• [Work to do]: Could you put the data from the line with "As a courtesy, could you identify the overcast" up to and including the line with "[880,331,942,389]" into a numbered list, with no blank lines and nothing else included?

• [Extracted material]:

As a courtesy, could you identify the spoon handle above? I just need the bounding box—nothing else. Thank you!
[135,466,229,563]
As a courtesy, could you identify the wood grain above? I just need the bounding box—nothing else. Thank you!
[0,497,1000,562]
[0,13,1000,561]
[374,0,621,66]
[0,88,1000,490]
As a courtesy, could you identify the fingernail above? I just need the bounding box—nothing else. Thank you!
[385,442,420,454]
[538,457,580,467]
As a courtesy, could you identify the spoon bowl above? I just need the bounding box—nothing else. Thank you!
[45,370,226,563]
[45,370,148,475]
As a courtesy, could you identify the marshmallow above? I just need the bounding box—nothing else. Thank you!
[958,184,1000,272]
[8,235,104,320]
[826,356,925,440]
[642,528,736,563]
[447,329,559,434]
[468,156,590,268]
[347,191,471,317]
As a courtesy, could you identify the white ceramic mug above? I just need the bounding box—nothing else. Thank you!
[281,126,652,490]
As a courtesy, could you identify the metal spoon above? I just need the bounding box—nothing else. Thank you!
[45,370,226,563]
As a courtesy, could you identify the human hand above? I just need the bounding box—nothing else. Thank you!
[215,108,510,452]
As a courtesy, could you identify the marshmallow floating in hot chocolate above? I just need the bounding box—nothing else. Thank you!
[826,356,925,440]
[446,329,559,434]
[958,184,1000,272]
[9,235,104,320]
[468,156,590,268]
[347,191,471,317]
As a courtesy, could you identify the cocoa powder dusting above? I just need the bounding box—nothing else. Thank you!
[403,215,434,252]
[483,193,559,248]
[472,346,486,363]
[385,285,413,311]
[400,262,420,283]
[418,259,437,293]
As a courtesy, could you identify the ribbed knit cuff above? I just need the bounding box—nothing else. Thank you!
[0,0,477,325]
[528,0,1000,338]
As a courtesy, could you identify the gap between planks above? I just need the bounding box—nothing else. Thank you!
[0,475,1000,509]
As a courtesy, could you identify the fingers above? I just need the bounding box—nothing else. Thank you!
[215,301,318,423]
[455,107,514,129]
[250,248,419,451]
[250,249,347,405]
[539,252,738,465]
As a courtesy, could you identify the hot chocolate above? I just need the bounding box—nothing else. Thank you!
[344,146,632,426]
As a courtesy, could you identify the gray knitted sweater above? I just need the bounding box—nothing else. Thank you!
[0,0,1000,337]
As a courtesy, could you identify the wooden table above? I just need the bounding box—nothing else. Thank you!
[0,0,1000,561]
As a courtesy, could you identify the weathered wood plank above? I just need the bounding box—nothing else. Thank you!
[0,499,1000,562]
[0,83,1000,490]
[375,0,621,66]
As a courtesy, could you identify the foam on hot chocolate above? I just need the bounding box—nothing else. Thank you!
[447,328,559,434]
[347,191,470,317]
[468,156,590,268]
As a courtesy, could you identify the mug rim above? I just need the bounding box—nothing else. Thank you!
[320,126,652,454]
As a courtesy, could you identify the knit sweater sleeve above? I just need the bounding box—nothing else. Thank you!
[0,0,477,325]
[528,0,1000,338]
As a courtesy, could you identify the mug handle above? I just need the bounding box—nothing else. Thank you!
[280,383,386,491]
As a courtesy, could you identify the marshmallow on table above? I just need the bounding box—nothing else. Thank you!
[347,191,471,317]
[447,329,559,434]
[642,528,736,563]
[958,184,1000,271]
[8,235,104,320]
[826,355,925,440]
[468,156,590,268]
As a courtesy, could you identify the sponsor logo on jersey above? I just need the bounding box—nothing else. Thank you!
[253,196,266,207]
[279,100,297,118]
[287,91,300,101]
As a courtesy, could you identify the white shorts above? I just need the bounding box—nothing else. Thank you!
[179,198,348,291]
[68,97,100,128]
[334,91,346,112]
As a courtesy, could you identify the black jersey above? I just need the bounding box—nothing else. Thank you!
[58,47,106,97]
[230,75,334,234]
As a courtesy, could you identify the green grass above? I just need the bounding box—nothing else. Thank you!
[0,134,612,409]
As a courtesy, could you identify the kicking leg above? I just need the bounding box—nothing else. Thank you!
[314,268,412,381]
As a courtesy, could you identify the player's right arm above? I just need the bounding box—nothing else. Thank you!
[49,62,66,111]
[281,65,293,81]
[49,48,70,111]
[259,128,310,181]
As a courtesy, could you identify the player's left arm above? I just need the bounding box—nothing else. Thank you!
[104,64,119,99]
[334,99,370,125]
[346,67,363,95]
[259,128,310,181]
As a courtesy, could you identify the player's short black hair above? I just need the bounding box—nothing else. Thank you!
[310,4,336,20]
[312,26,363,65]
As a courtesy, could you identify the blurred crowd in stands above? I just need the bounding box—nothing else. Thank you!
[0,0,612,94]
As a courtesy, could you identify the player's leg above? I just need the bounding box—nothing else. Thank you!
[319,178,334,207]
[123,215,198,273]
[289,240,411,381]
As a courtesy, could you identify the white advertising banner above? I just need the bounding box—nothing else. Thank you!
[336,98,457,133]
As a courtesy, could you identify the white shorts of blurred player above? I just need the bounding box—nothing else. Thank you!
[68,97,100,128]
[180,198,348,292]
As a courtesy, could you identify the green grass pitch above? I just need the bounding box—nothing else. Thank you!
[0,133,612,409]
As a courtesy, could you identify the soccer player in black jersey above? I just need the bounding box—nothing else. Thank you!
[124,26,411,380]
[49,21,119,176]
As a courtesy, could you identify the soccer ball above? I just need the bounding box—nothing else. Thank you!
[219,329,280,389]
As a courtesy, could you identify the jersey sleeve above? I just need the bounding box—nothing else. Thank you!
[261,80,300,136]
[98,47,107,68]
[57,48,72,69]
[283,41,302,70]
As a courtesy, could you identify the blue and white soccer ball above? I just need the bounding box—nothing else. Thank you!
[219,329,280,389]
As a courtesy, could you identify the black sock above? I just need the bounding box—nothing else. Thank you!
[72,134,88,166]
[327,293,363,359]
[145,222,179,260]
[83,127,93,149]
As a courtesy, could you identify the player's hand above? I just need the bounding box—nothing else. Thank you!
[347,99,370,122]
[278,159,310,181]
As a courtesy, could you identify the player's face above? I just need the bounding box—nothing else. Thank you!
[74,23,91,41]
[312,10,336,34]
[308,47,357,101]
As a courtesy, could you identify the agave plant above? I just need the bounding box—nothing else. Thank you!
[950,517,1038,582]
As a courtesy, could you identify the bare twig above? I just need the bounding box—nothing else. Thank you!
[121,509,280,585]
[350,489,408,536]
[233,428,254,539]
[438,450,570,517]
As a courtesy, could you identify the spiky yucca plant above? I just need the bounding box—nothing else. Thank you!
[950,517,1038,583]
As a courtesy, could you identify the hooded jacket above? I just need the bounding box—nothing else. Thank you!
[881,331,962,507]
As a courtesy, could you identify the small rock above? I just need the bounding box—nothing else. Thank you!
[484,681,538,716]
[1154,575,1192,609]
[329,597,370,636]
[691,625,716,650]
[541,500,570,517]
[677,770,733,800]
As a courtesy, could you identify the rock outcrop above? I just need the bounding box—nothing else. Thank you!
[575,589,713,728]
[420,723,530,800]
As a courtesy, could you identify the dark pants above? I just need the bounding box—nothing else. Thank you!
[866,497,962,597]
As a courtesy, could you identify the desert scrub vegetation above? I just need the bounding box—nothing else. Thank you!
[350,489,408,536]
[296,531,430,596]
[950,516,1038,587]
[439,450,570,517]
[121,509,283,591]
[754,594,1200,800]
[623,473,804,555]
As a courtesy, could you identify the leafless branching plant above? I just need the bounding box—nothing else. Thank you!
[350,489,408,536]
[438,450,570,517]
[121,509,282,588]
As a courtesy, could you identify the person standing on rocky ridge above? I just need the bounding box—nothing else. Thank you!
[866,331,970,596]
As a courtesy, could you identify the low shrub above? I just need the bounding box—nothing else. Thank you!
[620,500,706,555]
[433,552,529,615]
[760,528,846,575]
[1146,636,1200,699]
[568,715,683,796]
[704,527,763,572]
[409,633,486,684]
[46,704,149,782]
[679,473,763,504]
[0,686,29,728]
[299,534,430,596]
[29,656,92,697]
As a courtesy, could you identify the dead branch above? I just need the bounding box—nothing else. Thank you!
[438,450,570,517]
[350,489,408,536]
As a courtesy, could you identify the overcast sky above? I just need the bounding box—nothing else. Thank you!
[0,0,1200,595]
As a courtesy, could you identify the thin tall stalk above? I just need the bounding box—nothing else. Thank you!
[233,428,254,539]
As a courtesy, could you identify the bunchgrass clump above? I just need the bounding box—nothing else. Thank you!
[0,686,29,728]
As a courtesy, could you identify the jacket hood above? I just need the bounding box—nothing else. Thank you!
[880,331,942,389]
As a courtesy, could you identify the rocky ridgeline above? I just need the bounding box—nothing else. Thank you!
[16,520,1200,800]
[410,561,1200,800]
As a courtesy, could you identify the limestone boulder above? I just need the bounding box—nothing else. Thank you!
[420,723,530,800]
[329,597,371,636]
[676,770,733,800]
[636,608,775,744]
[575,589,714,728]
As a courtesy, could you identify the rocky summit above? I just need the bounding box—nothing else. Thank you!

• [Answer]:
1. As a courtesy, could you identify the overcast sky above? I just need the bounding box—nothing else. Thank you!
2. [0,0,1200,595]
3. As a courtesy, could you identify the thin tall stalk above? I just need the bounding box—nothing else. Thank you!
4. [233,428,254,539]
5. As a courtesy, could you identify the bunchgrass clump above? I just need the bounding box—nothing else. Thank you!
6. [0,686,29,728]
7. As a courtesy, could you identify the jacket hood above? I just need the bounding box—nothing else. Thank you!
8. [880,331,942,389]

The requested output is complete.